Quoted passage -
****************

How to sum two consequent columns in pandas and retrieve one as result?

I have a large dataset of 670 columns and 2856 rows. The idea is to sum two consequent rows and retrieve a single column and value as result. It’s important to not have replacement in the way the fist column + second, then the third + the fourth not the second + third.

Index ID1 ID2 ID3 ID4
First 0 1 0 1
Second 0 0 1 1

the result should be

Index ID12 ID34
First 1 1
Second 0 2

The example dataframe:

df = pd.DataFrame({"ID1" : [0,0,0,1,1,1] , "ID2" :[1,1,1,0,0,0], "ID3" : [0,1,1,1,0,1]},"ID4" : [0,0,0,0,0,0])
result = pd.DataFrame({"ID1/2" : [1,1,1,0,0,0] , "ID3/4" :[0,1,1,1,0,1]})

****************

Data extract -
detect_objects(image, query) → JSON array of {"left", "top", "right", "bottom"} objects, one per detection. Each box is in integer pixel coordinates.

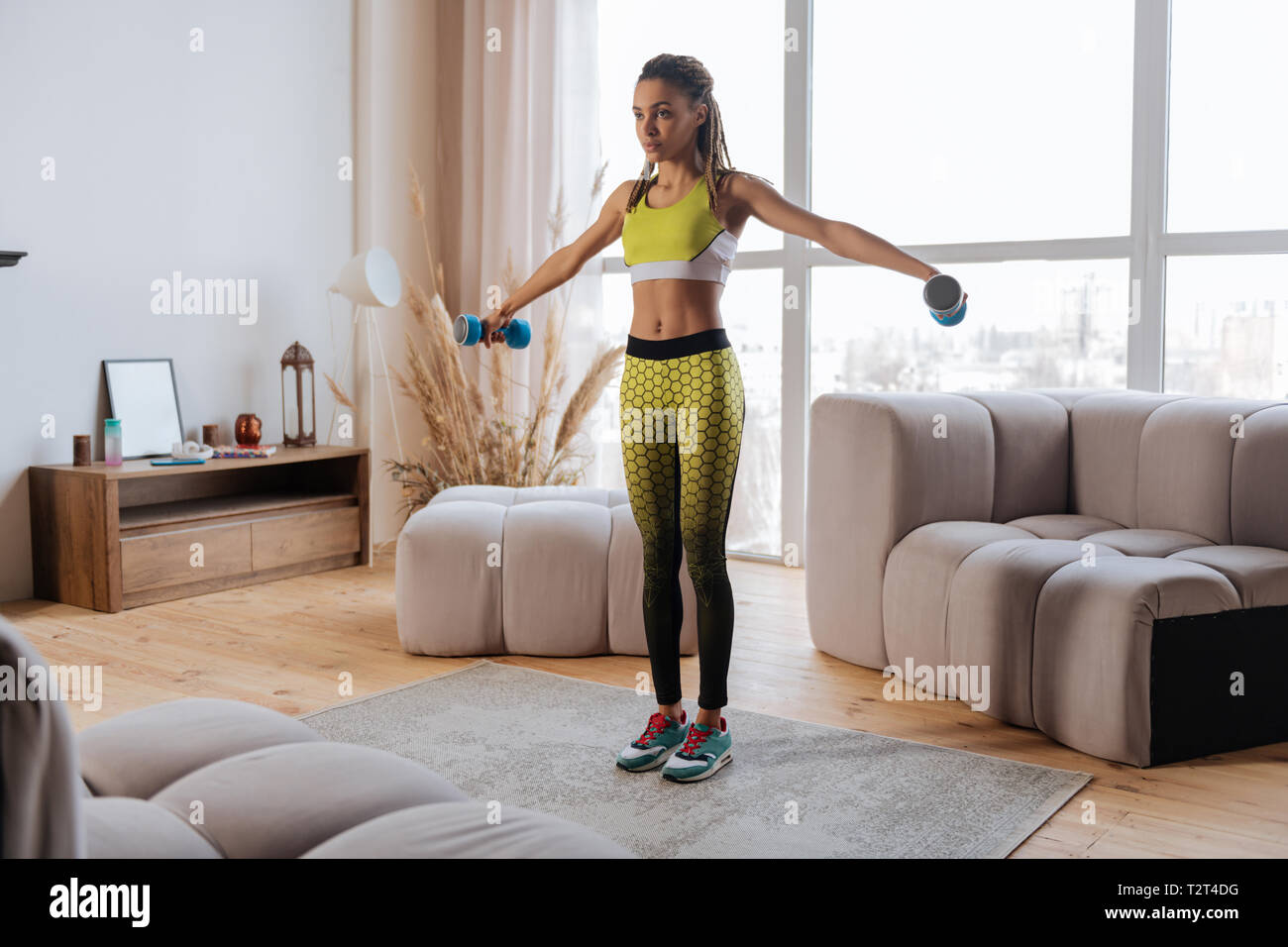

****************

List of tasks -
[1] In the pandas question about summing columns, how many columns and rows does the dataset have?
[2] Rewrite the pandas column-summing question, starting with "How to sum two" and ending after "second + third.", with "dataset" swapped for "data frame".
[3] Extend the pandas question on summing consecutive column pairs past its final line.

Answer list -
[1] 670 columns and 2856 rows.

[2]
How to sum two consequent columns in pandas and retrieve one as result?

I have a large data frame of 670 columns and 2856 rows. The idea is to sum two consequent rows and retrieve a single column and value as result. It’s important to not have replacement in the way the fist column + second, then the third + the fourth not the second + third.

[3]
I have tried:

res = []
for i in range(len(df)):
              for j in range(1,len(df.columns),2):
                            res.append(data.iloc[i,j]+data.iloc[i,j-1])
result = pd.DataFrame(res)

In R the result is:

result <- matrix(nrow = nrow(df), ncol = ncol(df),)
for (i in seq(1,ncol(df),2)){
  result[,i] <- df[,i]+df[,i+1]
}
#Erasing the NAs columns
result <- result [,-seq(2,ncol(result ),2)]

>Solution :

N = len(df.columns)
new_df = df.groupby(np.arange(N) // 2, axis="columns").sum()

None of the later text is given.